▶ Exercise
Copy the records below word for word, from their first line up to and including the line with "[247,18,385,114]".

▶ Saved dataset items
────

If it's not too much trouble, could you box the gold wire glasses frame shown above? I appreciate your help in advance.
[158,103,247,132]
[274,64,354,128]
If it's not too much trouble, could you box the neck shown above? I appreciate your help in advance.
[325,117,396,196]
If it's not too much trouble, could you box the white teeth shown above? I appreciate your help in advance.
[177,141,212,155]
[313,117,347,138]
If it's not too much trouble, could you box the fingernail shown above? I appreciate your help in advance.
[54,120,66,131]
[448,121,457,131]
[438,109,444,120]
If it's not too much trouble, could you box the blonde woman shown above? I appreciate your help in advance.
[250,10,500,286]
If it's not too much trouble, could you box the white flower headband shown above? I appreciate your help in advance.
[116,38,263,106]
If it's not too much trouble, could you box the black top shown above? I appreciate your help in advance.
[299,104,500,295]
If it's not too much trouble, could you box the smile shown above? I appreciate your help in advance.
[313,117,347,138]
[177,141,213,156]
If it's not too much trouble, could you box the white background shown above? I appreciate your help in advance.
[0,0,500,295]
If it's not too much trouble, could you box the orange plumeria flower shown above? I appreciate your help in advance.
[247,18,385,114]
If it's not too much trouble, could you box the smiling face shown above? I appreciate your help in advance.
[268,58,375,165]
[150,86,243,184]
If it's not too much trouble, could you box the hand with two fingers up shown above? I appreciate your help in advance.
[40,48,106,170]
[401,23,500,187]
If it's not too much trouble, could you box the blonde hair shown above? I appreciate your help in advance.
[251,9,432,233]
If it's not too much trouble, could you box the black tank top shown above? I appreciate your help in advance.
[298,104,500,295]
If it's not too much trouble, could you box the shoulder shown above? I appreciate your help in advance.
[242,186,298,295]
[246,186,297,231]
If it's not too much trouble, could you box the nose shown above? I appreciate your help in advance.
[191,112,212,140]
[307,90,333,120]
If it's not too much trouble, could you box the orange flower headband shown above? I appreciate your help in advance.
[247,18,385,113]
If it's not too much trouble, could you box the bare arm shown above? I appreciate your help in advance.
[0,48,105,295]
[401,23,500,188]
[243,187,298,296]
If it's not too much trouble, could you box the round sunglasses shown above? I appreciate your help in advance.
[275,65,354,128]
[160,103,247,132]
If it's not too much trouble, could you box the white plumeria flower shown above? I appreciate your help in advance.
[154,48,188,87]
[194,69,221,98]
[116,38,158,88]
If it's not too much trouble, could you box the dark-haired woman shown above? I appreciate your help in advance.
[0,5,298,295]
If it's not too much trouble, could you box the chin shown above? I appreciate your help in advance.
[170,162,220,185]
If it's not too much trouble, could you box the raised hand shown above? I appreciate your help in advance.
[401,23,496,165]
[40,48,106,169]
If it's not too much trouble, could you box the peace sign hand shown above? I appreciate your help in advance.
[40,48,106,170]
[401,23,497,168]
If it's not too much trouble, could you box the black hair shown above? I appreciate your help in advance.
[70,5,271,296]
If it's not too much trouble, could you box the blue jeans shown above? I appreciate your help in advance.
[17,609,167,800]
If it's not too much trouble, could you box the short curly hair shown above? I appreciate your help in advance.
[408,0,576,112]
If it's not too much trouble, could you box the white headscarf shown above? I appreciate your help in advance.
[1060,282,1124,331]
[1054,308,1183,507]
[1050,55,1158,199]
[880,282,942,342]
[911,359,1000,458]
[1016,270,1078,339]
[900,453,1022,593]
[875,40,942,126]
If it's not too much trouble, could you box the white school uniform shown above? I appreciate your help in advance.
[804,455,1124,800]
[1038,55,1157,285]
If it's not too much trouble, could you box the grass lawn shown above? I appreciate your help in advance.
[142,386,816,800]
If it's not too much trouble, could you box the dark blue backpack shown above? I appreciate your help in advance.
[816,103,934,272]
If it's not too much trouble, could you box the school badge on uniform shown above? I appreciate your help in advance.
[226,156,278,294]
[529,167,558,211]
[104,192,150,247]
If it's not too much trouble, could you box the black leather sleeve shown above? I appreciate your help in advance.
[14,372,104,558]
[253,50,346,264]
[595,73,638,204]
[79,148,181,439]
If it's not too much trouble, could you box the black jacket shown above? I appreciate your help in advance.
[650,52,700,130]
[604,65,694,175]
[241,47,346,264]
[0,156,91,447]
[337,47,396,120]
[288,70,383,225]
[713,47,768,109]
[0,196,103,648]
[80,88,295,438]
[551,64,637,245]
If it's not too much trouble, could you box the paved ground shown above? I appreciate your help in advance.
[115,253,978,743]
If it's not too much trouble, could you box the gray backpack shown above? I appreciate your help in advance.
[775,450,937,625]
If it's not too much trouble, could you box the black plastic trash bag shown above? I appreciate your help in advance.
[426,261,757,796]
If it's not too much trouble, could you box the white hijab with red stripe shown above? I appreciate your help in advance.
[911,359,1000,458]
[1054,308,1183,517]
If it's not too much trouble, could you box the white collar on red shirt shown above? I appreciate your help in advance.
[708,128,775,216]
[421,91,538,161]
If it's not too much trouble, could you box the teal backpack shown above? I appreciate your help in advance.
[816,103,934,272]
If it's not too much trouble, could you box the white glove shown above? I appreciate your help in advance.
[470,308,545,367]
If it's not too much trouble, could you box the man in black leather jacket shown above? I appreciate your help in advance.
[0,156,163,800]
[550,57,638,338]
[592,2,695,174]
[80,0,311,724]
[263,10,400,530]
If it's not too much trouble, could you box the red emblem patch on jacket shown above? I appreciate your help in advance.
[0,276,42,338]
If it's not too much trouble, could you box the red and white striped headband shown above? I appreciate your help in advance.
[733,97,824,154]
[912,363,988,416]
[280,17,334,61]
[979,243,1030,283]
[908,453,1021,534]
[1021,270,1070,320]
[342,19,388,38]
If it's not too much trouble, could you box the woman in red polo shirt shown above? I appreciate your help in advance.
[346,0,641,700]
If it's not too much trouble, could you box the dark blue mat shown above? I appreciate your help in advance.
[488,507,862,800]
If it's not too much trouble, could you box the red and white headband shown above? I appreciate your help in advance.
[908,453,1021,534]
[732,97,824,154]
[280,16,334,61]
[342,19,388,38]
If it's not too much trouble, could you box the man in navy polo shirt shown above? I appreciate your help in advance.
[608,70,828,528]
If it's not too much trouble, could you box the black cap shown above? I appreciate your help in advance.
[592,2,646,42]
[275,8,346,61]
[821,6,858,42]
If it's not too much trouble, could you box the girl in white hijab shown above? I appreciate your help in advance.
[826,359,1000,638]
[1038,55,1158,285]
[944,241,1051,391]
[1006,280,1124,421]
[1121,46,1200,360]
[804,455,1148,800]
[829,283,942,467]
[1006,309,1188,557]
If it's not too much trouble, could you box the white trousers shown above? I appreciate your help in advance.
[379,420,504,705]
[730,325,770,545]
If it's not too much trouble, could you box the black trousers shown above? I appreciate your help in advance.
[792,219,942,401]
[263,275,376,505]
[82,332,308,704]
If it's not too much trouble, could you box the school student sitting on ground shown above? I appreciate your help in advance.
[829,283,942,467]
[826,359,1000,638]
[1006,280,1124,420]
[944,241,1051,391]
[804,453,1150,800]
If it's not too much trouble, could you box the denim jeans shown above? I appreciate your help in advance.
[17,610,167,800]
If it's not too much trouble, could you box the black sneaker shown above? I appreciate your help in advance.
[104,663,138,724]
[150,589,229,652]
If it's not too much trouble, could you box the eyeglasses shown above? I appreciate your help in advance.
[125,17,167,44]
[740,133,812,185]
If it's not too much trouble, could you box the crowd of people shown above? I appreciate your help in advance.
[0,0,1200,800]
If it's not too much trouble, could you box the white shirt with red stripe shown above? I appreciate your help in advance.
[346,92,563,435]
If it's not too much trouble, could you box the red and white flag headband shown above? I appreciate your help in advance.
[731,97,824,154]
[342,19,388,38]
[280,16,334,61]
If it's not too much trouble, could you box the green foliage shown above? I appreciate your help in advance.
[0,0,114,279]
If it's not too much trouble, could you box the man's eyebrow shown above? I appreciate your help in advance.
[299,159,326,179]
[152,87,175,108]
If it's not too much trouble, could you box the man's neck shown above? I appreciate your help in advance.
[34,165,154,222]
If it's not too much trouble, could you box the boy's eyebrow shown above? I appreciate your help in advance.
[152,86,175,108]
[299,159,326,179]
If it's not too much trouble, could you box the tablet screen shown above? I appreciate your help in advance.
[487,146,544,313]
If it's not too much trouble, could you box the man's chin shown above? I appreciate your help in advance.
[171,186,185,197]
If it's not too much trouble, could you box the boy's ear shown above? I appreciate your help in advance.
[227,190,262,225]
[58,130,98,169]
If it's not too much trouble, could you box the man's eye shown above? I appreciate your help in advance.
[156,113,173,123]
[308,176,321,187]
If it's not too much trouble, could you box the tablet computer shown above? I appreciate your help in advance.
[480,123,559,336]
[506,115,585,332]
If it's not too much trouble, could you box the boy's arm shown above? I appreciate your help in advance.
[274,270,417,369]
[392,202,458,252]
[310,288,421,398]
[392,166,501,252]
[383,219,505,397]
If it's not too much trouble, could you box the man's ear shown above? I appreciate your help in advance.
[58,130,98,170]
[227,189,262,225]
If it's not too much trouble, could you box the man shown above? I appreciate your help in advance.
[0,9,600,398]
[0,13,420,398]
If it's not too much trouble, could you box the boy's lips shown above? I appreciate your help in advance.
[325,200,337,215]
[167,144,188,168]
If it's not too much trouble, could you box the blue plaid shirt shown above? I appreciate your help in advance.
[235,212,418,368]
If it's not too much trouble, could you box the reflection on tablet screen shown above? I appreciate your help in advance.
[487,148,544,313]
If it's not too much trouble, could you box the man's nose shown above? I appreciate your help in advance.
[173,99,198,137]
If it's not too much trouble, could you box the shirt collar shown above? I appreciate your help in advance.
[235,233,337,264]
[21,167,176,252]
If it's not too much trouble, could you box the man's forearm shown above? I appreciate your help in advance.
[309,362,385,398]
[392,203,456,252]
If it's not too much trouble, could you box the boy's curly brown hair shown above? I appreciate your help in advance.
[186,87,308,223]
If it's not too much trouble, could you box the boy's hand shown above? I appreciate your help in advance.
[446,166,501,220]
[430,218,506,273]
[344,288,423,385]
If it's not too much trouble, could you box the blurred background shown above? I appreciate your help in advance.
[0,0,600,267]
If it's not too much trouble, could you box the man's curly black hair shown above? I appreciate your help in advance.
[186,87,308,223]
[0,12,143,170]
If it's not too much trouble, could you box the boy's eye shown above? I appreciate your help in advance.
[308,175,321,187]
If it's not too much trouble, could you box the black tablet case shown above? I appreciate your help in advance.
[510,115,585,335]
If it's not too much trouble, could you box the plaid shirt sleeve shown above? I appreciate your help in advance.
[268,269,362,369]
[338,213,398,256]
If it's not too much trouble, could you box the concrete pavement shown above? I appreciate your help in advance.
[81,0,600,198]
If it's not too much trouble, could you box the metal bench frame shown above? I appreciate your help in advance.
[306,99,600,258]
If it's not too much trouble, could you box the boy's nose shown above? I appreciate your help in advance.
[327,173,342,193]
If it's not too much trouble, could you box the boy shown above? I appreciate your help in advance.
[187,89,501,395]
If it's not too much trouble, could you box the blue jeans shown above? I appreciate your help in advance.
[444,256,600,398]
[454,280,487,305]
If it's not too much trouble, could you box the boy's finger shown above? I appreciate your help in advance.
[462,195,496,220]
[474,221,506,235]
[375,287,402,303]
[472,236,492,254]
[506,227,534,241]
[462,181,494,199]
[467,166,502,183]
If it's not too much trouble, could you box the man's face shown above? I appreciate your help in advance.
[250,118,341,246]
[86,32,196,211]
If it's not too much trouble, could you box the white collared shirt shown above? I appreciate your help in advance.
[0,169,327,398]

────

▶ Reply
If it's not too much trouble, could you box the gold wire glasses frame shown above? I appreciate your help in advance.
[158,103,247,132]
[274,64,354,128]
If it's not too much trouble, could you box the neck shown above? I appreciate your help in advance.
[325,117,396,196]
If it's not too much trouble, could you box the white teeth shown above? I appreciate your help in advance.
[177,141,212,155]
[313,117,347,138]
If it's not too much trouble, could you box the fingernail shown above? I appreciate your help in advance.
[54,120,66,131]
[448,121,457,131]
[438,109,444,120]
If it's not too much trouble, could you box the blonde woman shown above? I appreciate your help in advance.
[250,10,500,286]
If it's not too much trouble, could you box the white flower headband shown above? I appreciate your help in advance.
[116,38,263,106]
If it's not too much trouble, could you box the black top shown above? I appreciate your help in advance.
[299,104,500,295]
If it's not too much trouble, could you box the smile shown above? I appreciate your help in advance.
[313,117,347,138]
[177,141,213,156]
If it's not too much trouble, could you box the white background shown above? I appreciate your help in advance.
[0,0,500,295]
If it's not too much trouble, could you box the orange plumeria flower shown above? I appreciate your help in advance.
[247,18,385,114]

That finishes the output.